▶ _The records_
[START]
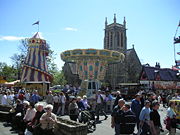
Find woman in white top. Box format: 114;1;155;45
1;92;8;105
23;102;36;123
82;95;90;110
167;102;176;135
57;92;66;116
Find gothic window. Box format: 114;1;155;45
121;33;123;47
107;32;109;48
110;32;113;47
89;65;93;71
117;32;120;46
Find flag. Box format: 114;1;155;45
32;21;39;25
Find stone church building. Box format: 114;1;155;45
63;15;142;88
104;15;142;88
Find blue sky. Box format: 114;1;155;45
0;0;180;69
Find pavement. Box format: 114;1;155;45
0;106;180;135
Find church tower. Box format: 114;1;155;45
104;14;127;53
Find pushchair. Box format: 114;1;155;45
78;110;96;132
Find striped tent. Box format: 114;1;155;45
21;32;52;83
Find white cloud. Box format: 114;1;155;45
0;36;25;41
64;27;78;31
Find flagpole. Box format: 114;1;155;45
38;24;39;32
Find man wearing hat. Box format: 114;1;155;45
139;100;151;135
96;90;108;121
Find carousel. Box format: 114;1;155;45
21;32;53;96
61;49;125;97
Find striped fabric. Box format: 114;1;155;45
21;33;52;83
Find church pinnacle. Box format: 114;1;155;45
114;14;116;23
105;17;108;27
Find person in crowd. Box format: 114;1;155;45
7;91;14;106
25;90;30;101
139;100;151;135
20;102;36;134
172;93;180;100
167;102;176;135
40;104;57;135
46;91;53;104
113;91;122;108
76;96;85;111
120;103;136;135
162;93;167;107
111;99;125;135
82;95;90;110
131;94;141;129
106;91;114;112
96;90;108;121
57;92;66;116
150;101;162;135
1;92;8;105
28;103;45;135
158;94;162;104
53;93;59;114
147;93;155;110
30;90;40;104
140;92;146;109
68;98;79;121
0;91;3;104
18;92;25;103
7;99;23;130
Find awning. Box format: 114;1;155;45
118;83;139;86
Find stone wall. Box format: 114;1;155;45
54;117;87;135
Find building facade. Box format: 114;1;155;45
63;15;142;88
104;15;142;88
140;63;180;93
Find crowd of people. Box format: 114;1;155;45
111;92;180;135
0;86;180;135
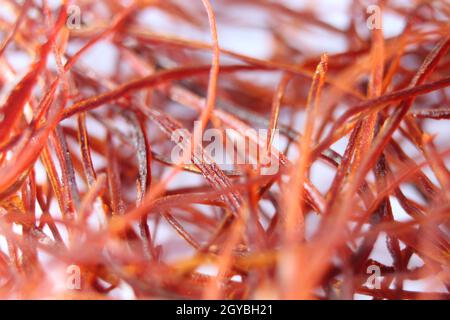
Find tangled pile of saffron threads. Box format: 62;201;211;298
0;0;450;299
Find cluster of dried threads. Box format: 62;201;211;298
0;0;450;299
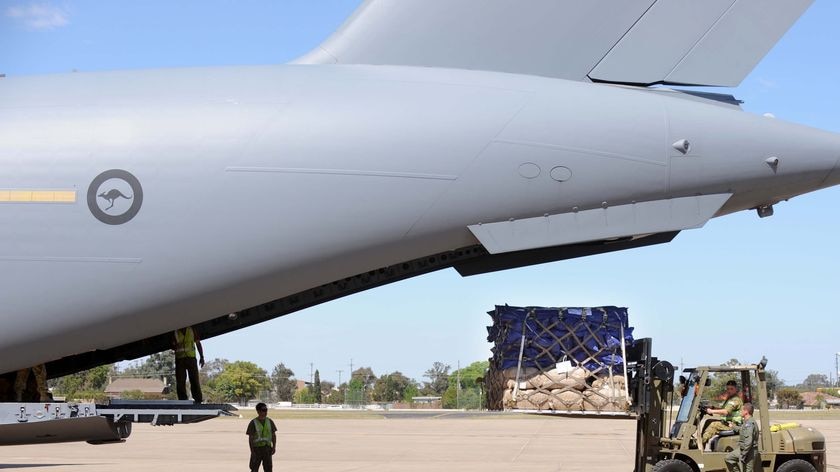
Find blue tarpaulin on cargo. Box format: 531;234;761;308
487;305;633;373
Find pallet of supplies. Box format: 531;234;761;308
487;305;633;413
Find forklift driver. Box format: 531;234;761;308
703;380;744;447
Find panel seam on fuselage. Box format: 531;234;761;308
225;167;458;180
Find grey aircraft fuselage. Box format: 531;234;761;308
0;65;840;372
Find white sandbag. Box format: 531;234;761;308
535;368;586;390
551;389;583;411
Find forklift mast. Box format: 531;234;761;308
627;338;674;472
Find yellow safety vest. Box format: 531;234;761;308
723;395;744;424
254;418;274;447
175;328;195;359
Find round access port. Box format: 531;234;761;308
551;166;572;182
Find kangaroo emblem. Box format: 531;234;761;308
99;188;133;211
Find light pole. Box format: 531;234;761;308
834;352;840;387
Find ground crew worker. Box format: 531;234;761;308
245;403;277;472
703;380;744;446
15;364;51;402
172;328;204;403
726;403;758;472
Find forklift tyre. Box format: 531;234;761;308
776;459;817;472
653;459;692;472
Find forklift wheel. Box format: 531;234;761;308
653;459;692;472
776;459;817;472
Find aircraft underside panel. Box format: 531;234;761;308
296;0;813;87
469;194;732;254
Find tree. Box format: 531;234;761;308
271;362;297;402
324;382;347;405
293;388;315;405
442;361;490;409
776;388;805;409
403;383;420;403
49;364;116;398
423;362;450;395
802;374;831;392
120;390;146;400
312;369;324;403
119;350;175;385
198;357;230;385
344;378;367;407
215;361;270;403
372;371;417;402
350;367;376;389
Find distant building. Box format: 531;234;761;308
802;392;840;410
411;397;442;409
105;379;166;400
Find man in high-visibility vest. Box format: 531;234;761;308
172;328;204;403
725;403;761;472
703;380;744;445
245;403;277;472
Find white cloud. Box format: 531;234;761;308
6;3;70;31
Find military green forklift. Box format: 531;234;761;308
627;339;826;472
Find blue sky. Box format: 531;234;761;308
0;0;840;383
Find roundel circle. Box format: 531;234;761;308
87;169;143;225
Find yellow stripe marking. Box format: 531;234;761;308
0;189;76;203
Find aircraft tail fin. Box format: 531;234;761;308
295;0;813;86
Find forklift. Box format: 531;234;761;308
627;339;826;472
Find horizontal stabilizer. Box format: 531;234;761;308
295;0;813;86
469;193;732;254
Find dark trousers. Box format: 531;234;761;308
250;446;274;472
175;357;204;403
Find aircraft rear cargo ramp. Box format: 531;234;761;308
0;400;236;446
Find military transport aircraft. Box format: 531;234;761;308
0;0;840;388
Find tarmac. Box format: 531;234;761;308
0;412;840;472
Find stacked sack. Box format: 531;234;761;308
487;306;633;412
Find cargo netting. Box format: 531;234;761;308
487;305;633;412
[END]
▶ _Exercise brief_
Can you copy out every entry above word for word, leaving out the pictures?

▶ _Correct output_
Find woman in white top. Box format: 114;1;155;45
1;92;8;105
23;102;36;123
82;95;90;110
167;102;176;135
57;92;66;116
Find gothic window. Box format: 114;1;155;45
121;33;123;47
107;32;109;48
110;32;113;47
89;65;93;71
117;32;120;46
Find flag. Box format: 114;1;155;45
32;21;39;25
Find stone church building. Box format: 114;1;155;45
63;15;142;88
104;15;142;88
Find blue sky. Box format: 114;1;155;45
0;0;180;69
Find pavement. Box format: 114;1;155;45
0;106;180;135
Find church tower. Box format: 114;1;155;45
104;14;127;53
Find pushchair. Box format: 114;1;155;45
78;110;96;132
Find striped tent. Box format: 114;1;155;45
21;32;52;83
Find white cloud. Box format: 114;1;155;45
0;36;25;41
64;27;78;31
Find flagpole. Box format: 114;1;155;45
38;24;39;32
Find man wearing hat. Box format: 114;1;155;45
139;100;151;135
96;90;108;121
Find carousel. Box format: 114;1;155;45
21;32;53;96
61;49;125;97
Find striped fabric. Box format: 114;1;155;45
21;33;52;83
Find church pinnacle. Box format: 114;1;155;45
114;14;116;23
105;17;108;27
Find person in crowd. Box format: 114;1;155;45
7;91;14;106
25;90;30;101
139;100;151;135
20;102;36;134
172;93;180;100
167;102;176;135
40;104;57;135
46;91;53;104
113;91;122;108
76;96;85;111
120;103;136;135
162;93;167;107
111;99;125;135
82;95;90;110
131;94;141;129
106;91;114;112
96;90;108;121
57;92;66;116
150;101;162;135
1;92;8;105
28;103;45;135
158;94;162;104
53;93;59;114
147;93;155;110
30;90;40;104
140;92;146;109
68;98;79;121
0;91;3;104
18;92;25;103
7;99;23;130
Find awning. Box format: 114;1;155;45
118;83;139;86
Find stone wall. Box format: 114;1;155;45
54;117;87;135
Find building facade. Box format: 114;1;155;45
63;15;142;88
104;15;142;88
140;63;180;93
Find crowd of people. Box format: 114;1;155;45
111;92;180;135
0;86;180;135
Find tangled pile of saffron threads. Box format: 62;201;211;298
0;0;450;299
Find cluster of dried threads. Box format: 62;201;211;298
0;0;450;299
Find blue tarpaulin on cargo. Box format: 531;234;761;308
487;305;633;373
Find pallet of supplies. Box format: 531;234;761;308
487;305;633;413
Find forklift driver. Box format: 531;234;761;308
703;380;744;447
Find panel seam on fuselage. Box format: 531;234;761;308
225;167;458;180
Find grey aircraft fuselage. Box format: 531;234;761;308
0;65;840;372
Find white sandbag. Box format: 531;234;761;308
535;368;586;390
551;389;583;411
Find forklift mast. Box format: 531;234;761;308
627;338;674;472
Find yellow safety vest. Box format: 531;234;761;308
723;395;744;424
254;418;274;447
175;328;195;359
Find round access port. Box format: 531;234;761;308
551;166;572;182
Find kangaroo emblem. Box format: 531;234;761;308
99;188;133;211
Find light pole. Box format: 531;234;761;308
834;352;840;387
Find ground crew worker. Box format: 531;234;761;308
245;403;277;472
703;380;744;446
15;364;51;402
172;328;204;403
726;403;758;472
Find forklift tyre. Box format: 531;234;761;308
776;459;817;472
653;459;692;472
Find forklift wheel. Box format: 531;234;761;308
653;459;692;472
776;459;817;472
Find aircraft underside panel. Box format: 531;234;761;308
296;0;813;87
469;194;732;254
Find tree. Box format: 531;234;761;308
271;362;297;402
324;382;347;405
293;388;315;405
442;361;490;409
776;388;805;409
403;383;420;403
49;364;116;398
423;362;450;395
802;374;831;392
120;390;146;400
312;369;324;403
119;350;175;385
198;357;230;385
344;378;367;407
215;361;270;403
372;371;417;402
350;367;376;389
Find distant building. Box format: 531;234;761;308
802;392;840;410
411;397;442;409
105;379;166;400
Find man in high-visibility vest. Box format: 531;234;761;308
172;328;204;403
725;403;761;472
703;380;744;445
245;403;277;472
Find white cloud. Box format: 531;234;761;308
6;3;70;31
Find military green forklift. Box format: 531;234;761;308
627;339;826;472
Find blue sky. Box format: 531;234;761;308
0;0;840;383
Find roundel circle. Box format: 531;234;761;308
87;169;143;225
Find yellow stripe marking. Box format: 531;234;761;308
0;189;76;203
Find aircraft tail fin. Box format: 531;234;761;308
295;0;813;86
Find forklift. Box format: 531;234;761;308
627;339;826;472
Find horizontal stabilizer. Box format: 531;234;761;308
295;0;813;86
469;193;732;254
Find dark trousers. Box format: 531;234;761;308
250;446;274;472
175;357;204;403
Find aircraft rear cargo ramp. Box format: 531;234;761;308
0;400;236;446
Find military transport aircraft. Box format: 531;234;761;308
0;0;840;388
Find tarmac. Box format: 531;234;761;308
0;412;840;472
Find stacked sack. Box format: 531;234;761;308
487;306;633;412
Find cargo netting. Box format: 531;234;761;308
487;305;633;412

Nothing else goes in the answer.